Stored data entries:

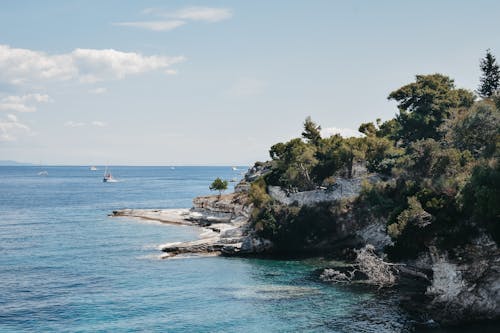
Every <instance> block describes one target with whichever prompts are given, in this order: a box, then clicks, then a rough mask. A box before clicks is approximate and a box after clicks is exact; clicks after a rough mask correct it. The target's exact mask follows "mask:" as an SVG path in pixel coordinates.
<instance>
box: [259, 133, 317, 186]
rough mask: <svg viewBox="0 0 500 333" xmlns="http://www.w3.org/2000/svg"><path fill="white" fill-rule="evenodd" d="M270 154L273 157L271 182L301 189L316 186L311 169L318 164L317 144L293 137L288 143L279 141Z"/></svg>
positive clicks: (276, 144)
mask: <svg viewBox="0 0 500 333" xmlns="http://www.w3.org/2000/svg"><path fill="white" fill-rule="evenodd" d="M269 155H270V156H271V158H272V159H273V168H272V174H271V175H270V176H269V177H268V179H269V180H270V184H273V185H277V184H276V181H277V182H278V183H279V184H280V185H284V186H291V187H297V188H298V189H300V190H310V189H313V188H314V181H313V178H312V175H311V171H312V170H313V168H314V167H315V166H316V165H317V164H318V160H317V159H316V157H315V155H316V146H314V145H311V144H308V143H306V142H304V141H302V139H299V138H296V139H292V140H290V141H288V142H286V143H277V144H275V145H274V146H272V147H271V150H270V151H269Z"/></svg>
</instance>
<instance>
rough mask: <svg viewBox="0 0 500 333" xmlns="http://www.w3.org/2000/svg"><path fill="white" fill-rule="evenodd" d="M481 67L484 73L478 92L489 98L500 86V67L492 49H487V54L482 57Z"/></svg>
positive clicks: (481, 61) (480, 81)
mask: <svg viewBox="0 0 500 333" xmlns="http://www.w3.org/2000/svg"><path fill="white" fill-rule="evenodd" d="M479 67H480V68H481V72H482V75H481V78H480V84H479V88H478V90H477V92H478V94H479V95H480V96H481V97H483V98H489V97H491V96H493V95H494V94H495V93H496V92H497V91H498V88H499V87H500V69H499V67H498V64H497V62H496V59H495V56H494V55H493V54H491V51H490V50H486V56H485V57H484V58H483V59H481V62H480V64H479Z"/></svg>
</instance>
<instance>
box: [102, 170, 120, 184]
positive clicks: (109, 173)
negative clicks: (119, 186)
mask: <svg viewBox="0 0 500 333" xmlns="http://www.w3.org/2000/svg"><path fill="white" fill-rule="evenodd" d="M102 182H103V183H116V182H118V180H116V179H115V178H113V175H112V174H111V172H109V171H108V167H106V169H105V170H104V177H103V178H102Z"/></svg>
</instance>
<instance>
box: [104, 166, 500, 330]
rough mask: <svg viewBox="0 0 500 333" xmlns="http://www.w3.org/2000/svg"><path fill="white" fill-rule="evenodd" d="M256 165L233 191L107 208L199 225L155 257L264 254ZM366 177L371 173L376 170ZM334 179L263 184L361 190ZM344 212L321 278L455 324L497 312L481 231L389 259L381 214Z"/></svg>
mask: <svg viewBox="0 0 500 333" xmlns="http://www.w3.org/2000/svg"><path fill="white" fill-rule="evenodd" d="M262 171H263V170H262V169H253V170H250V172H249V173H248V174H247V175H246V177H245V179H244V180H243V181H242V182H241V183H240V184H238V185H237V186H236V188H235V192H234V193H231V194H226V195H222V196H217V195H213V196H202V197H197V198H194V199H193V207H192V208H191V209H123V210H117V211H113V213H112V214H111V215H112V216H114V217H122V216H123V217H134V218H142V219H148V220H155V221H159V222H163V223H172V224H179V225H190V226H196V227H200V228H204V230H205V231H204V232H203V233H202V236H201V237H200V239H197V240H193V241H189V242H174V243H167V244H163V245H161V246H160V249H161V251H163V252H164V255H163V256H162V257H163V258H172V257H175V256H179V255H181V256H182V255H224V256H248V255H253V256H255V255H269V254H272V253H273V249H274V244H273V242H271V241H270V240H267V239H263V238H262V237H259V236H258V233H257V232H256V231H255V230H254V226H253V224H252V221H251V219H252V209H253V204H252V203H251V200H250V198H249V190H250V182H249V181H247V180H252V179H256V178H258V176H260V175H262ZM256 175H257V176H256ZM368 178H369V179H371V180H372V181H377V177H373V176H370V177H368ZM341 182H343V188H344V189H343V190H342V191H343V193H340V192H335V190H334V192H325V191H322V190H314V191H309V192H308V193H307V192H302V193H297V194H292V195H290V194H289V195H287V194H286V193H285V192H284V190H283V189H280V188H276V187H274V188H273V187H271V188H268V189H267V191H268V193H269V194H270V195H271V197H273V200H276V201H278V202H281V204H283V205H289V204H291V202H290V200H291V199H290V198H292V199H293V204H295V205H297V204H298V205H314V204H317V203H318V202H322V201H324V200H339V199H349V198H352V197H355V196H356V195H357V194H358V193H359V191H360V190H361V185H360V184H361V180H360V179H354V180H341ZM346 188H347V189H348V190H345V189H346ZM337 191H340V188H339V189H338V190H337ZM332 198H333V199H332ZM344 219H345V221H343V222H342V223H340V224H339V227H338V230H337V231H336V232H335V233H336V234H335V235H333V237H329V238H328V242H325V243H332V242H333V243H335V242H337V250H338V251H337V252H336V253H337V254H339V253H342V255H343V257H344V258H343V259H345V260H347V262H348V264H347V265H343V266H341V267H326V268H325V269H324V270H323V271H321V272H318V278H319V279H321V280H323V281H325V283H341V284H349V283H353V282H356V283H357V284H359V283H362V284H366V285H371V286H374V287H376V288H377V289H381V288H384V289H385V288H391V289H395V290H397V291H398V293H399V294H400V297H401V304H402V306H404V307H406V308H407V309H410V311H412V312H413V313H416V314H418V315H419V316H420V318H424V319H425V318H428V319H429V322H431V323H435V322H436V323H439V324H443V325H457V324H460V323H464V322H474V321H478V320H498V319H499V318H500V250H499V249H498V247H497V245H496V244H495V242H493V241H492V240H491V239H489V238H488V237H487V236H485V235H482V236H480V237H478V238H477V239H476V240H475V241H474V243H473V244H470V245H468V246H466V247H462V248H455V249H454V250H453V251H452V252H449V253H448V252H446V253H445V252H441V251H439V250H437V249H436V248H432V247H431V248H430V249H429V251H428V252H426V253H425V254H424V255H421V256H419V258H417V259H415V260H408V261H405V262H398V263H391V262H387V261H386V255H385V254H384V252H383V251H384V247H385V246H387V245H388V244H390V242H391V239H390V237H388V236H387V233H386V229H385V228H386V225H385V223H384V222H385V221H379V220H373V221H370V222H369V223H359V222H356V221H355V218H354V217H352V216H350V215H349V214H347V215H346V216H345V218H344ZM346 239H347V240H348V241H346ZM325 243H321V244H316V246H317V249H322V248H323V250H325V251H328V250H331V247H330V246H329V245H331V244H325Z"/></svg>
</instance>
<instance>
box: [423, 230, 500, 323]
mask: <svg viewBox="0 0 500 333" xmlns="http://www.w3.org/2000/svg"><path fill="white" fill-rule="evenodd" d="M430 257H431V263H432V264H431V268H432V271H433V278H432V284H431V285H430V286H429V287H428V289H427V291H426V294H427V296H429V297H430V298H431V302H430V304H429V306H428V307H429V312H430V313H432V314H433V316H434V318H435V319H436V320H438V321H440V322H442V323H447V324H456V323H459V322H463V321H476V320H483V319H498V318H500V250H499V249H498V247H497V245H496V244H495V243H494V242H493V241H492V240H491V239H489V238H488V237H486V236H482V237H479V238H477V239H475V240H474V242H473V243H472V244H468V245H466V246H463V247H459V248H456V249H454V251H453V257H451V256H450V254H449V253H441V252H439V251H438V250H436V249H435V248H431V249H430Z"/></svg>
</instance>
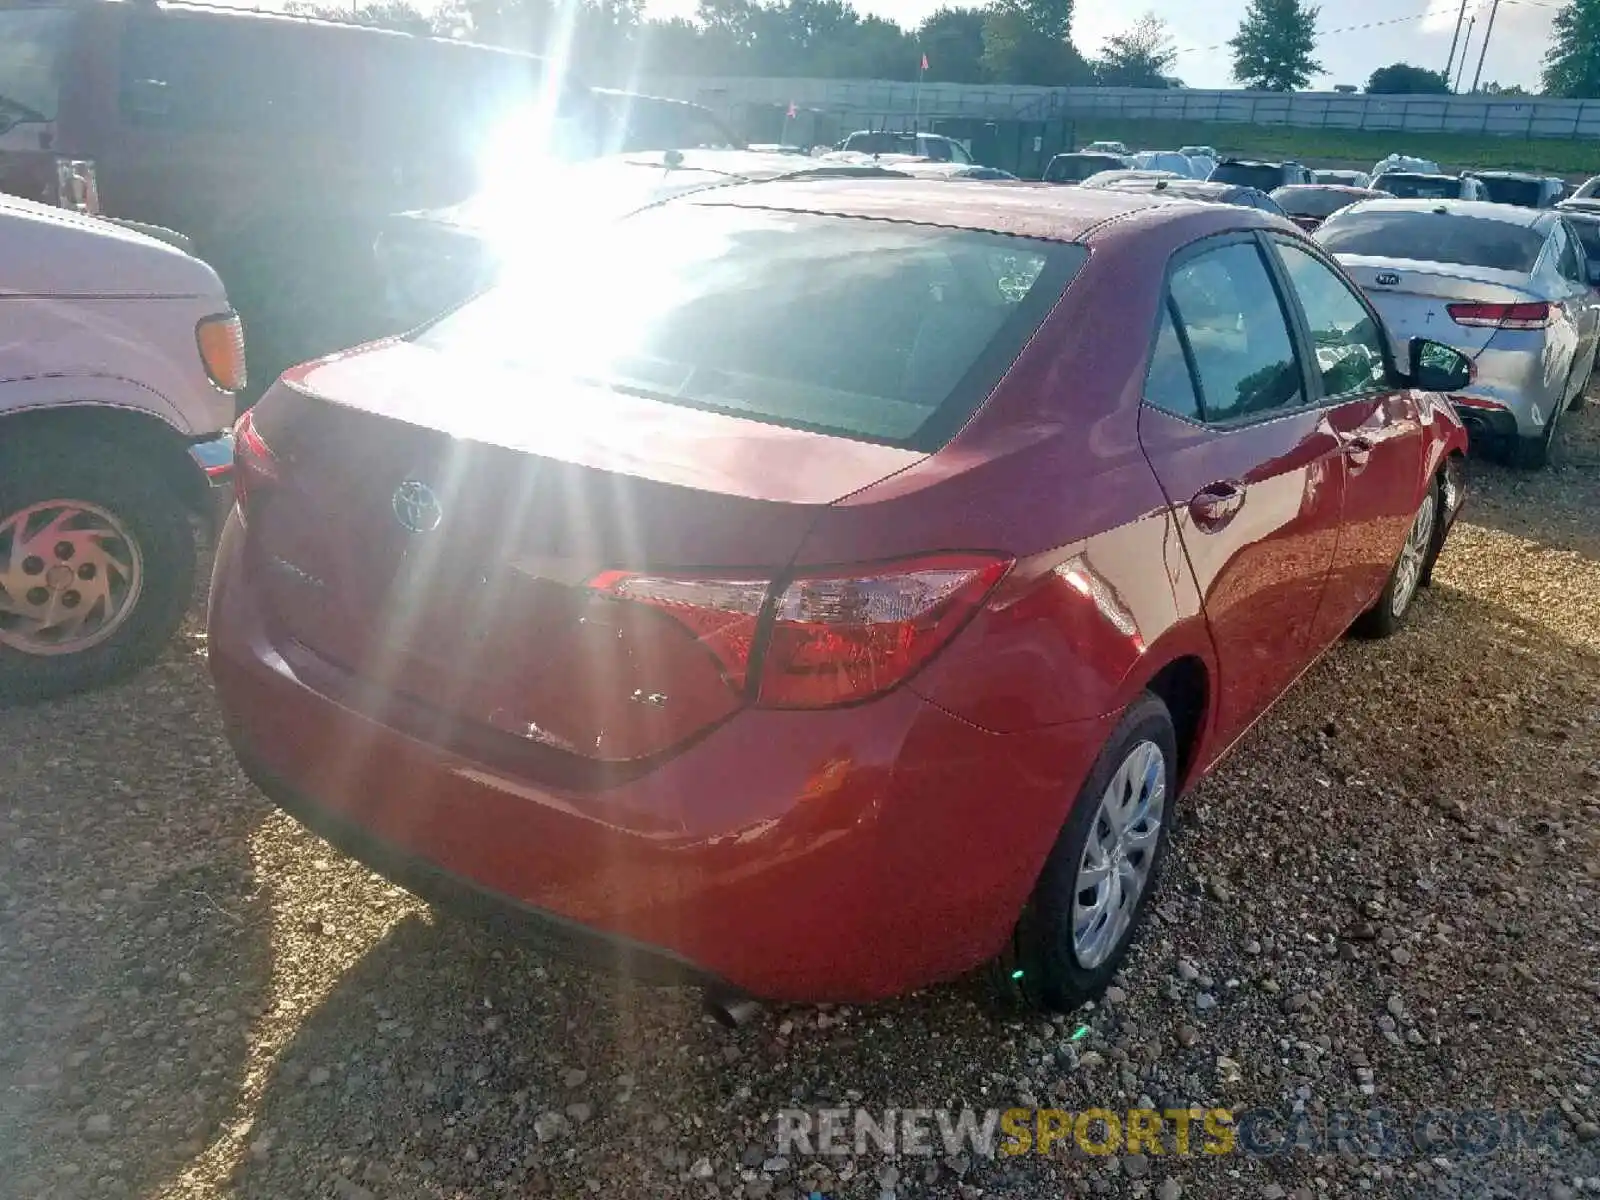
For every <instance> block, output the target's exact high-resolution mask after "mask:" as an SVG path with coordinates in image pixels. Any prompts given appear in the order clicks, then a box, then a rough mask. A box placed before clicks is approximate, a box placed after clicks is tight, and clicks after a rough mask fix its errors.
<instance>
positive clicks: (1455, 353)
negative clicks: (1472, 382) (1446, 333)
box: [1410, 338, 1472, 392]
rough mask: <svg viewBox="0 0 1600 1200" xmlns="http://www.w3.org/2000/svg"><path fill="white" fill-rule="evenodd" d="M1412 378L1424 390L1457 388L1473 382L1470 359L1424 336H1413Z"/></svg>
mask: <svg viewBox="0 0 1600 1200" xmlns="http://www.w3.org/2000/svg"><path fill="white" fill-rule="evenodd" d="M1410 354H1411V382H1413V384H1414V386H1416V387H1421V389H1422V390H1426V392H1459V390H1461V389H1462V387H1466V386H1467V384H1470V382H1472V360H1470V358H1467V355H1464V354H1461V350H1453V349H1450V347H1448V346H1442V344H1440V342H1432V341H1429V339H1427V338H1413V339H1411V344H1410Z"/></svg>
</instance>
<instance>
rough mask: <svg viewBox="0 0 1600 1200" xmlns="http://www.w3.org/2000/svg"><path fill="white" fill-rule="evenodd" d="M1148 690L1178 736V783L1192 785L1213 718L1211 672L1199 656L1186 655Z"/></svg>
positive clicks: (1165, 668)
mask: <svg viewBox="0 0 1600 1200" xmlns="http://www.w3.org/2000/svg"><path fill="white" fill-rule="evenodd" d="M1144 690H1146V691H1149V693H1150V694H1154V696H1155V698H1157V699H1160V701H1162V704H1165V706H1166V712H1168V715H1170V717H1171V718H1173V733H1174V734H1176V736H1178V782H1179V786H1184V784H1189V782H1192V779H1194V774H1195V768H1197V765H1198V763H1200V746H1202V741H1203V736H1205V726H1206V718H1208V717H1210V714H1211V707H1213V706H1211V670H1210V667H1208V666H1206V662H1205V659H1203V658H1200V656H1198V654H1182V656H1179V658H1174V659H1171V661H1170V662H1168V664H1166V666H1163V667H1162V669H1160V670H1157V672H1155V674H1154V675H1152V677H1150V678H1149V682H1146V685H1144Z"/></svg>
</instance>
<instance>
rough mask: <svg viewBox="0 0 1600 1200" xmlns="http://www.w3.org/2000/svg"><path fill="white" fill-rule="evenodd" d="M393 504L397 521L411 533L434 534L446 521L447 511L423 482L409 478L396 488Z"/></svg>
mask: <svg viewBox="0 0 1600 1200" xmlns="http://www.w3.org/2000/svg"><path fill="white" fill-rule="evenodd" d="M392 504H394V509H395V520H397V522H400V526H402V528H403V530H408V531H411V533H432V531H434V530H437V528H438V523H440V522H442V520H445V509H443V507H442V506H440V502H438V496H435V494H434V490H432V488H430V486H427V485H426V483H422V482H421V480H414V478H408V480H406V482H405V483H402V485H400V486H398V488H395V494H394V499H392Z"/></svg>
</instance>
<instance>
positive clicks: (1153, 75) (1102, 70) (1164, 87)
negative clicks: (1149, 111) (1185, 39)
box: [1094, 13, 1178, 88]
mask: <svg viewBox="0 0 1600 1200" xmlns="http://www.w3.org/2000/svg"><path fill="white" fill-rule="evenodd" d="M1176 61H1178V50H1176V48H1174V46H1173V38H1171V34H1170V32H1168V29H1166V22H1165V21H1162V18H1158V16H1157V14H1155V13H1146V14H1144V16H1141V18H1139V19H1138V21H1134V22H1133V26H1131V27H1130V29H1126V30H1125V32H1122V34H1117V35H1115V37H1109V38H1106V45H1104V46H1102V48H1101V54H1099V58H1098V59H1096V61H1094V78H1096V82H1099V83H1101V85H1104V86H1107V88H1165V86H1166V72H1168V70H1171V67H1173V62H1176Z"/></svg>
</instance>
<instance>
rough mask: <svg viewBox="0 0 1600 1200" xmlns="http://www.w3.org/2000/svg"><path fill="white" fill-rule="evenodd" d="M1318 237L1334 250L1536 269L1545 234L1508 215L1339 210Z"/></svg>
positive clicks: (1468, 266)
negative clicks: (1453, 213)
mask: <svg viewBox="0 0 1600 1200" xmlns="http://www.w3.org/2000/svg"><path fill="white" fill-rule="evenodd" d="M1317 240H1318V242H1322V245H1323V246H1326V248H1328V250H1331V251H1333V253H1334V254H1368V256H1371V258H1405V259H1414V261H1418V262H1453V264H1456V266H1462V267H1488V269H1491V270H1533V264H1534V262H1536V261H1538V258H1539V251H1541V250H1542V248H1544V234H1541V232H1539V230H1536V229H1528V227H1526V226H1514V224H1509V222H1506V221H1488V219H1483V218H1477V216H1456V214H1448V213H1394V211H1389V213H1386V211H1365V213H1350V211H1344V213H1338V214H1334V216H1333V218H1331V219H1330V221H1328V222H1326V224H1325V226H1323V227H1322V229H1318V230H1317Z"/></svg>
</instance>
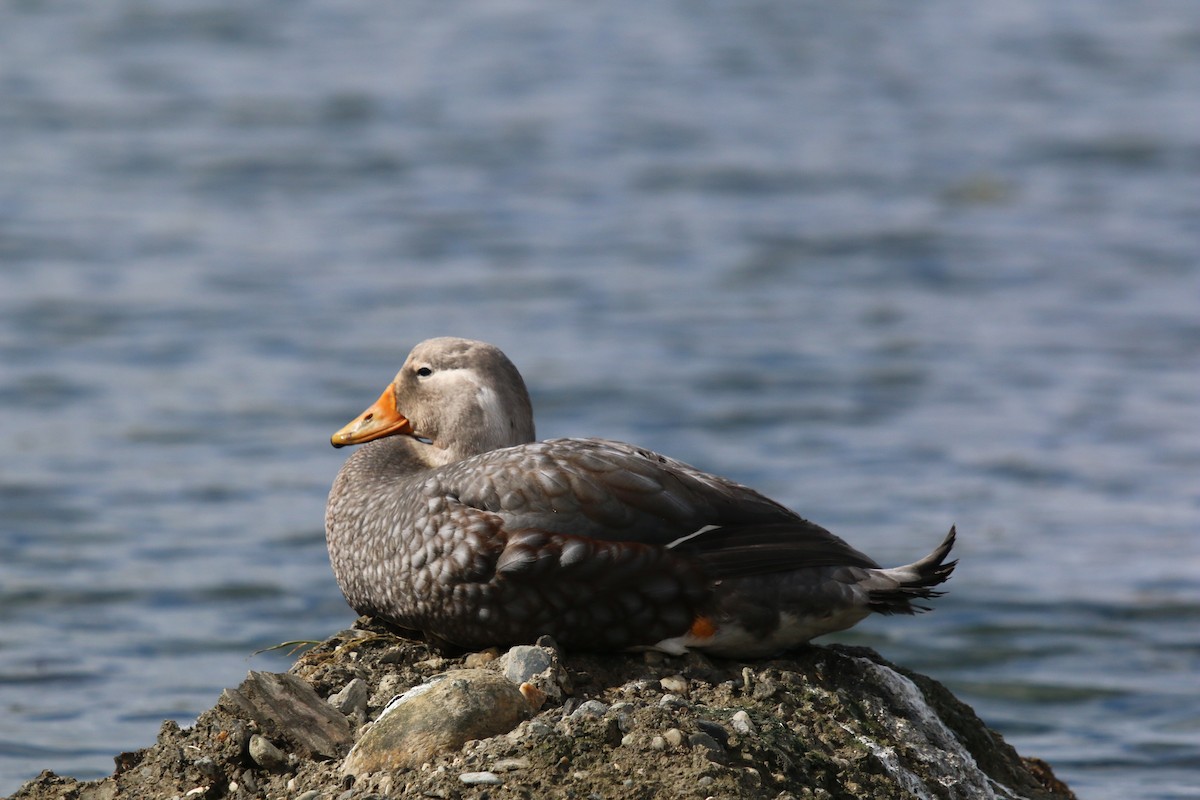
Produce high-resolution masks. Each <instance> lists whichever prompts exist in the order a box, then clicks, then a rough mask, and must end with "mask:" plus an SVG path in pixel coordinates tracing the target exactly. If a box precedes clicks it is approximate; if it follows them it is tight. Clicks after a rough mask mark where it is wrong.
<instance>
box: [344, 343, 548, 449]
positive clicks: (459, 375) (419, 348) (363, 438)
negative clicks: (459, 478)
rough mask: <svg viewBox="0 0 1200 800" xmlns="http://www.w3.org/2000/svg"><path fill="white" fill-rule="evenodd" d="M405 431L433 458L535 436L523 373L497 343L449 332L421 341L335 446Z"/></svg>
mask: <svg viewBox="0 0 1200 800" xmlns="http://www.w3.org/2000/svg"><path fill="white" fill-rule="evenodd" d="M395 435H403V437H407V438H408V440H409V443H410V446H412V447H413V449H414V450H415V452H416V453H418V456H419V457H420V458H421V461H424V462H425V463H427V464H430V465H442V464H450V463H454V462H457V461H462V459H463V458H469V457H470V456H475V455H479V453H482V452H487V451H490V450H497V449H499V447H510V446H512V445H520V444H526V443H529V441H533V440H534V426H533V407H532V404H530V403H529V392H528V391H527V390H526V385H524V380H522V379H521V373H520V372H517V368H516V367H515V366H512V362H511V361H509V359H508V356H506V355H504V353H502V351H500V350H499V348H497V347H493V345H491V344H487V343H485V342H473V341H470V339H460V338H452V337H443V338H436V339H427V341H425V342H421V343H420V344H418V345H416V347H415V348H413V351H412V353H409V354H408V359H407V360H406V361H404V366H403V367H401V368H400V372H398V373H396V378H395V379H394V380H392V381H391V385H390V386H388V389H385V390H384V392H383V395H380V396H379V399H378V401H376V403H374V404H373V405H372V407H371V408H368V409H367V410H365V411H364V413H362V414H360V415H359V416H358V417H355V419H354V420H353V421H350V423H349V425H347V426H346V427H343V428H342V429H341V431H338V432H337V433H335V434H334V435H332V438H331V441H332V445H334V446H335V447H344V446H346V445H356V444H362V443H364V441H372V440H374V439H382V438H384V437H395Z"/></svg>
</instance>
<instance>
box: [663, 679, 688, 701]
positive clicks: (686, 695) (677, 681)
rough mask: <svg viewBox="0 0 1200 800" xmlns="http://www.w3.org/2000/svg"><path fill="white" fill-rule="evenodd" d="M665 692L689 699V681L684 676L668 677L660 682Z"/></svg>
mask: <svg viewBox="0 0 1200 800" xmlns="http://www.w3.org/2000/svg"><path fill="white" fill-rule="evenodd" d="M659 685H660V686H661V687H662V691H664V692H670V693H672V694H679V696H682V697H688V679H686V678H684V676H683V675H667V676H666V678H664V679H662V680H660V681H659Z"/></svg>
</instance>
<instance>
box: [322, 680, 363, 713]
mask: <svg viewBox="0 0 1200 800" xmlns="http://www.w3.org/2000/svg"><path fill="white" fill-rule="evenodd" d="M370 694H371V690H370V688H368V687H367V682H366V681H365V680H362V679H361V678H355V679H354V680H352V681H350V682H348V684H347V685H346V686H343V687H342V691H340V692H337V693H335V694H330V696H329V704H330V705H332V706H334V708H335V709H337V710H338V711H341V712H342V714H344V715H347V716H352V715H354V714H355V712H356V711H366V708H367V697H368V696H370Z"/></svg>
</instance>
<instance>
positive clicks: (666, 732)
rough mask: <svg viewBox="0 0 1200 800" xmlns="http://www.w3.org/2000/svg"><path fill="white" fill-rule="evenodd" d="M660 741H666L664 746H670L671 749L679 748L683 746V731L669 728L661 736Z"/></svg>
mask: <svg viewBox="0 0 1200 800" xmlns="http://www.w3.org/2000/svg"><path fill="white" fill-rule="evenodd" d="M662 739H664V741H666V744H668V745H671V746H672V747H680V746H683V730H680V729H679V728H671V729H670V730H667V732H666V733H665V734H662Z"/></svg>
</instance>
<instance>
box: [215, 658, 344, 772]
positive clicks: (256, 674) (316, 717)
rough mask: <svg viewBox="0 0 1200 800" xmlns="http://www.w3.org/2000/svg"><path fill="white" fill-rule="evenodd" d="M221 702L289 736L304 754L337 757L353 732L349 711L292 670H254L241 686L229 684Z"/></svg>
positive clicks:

Problem: Extract the lines above, from the first one through the line containing "positive clicks: (276, 144)", inclusive, and reproduce them verbatim without the pictures.

Answer to the exercise:
Every <instance> block describes one target with whichever prompts are given, in this order: a box, then clicks, then a rough mask. A box before clicks is approximate and a box after clicks is exact; clicks after a rough mask correct it. The target's exact mask follows "mask:" as an SVG path in pixel coordinates.
<instance>
box: [259, 133, 317, 186]
rough mask: <svg viewBox="0 0 500 333" xmlns="http://www.w3.org/2000/svg"><path fill="white" fill-rule="evenodd" d="M270 154L273 157L271 182L301 189L316 186L311 169L318 164L317 144L293 137L288 143L279 141Z"/></svg>
positive clicks: (276, 144)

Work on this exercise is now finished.